=== Your goal ===
Write every record out again exactly as given.

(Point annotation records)
************

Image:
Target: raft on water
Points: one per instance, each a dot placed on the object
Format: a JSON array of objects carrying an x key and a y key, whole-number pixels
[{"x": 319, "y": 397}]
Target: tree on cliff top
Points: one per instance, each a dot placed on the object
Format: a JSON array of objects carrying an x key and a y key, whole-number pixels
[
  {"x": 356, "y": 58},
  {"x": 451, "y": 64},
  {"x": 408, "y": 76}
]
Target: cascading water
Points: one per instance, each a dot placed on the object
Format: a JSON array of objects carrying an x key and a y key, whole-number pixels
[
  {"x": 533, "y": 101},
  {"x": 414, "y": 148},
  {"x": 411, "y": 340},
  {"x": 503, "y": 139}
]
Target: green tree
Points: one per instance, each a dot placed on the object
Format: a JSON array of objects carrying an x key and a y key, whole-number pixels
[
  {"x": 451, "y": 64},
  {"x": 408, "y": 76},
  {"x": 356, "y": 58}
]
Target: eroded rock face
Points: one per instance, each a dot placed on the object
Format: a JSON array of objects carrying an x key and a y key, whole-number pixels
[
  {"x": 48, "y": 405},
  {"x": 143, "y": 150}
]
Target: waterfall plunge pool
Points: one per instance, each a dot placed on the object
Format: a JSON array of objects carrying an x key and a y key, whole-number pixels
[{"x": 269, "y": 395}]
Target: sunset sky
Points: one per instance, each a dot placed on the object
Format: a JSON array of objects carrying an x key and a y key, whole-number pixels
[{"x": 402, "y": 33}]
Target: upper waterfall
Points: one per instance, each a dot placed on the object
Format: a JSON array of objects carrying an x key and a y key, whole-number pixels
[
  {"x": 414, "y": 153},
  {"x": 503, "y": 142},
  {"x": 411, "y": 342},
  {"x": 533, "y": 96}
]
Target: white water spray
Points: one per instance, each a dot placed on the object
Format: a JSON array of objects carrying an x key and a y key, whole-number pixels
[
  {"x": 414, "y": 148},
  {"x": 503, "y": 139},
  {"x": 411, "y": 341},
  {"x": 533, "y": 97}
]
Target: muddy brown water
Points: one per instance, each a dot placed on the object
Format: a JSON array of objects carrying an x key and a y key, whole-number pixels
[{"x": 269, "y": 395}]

************

=== Completed task ===
Image:
Target: raft on water
Points: one per instance, each a dot placed on the object
Format: a JSON array of objects carrying an x key and a y key, whole-number pixels
[{"x": 319, "y": 397}]
Target: tree on cliff top
Points: one per instance, each a dot placed on the object
Format: a JSON array of objects carrying an x key and a y key, whole-number pixels
[
  {"x": 356, "y": 58},
  {"x": 451, "y": 64},
  {"x": 408, "y": 76}
]
Target: cascading water
Points: one per instance, each a dot placed on the object
Format: a JSON array of objects carrying an x key and a y key, whole-number pixels
[
  {"x": 533, "y": 101},
  {"x": 414, "y": 148},
  {"x": 411, "y": 340},
  {"x": 503, "y": 139}
]
Target: green tree
Points: one per instance, each a dot placed on the object
Format: a JSON array of objects carrying an x key and a y key, whole-number pixels
[
  {"x": 451, "y": 64},
  {"x": 408, "y": 76},
  {"x": 356, "y": 58}
]
Target: eroded rock face
Points: one per instance, each a dot placed on the object
Format: a JSON array of objects carrying an x key and a y key, whole-number pixels
[
  {"x": 48, "y": 405},
  {"x": 143, "y": 150}
]
Target: waterfall plunge pool
Points: one per instance, each a dot placed on the object
Format: a JSON array of objects carrying an x key and a y key, whole-number pixels
[{"x": 269, "y": 395}]
Target: sunset sky
Points: one per instance, each a dot placed on the object
Format: a JSON array of objects carrying an x key and a y key, whole-number pixels
[{"x": 402, "y": 33}]
Target: upper waterfall
Points: one per instance, each a dot placed on the object
Format: a JSON array of objects carrying an x key and a y key, whole-number pixels
[
  {"x": 414, "y": 153},
  {"x": 503, "y": 142},
  {"x": 411, "y": 342},
  {"x": 533, "y": 96}
]
Target: white water spray
Points: one per instance, each a dot placed on the object
Format: a JSON array of objects carrying an x key and a y key, whole-number pixels
[
  {"x": 414, "y": 148},
  {"x": 503, "y": 139},
  {"x": 411, "y": 341},
  {"x": 533, "y": 97}
]
Target: muddy brown water
Points: one per instance, each a dot placed on the object
Format: a JSON array of objects carrying an x key and a y key, whole-number pixels
[{"x": 269, "y": 395}]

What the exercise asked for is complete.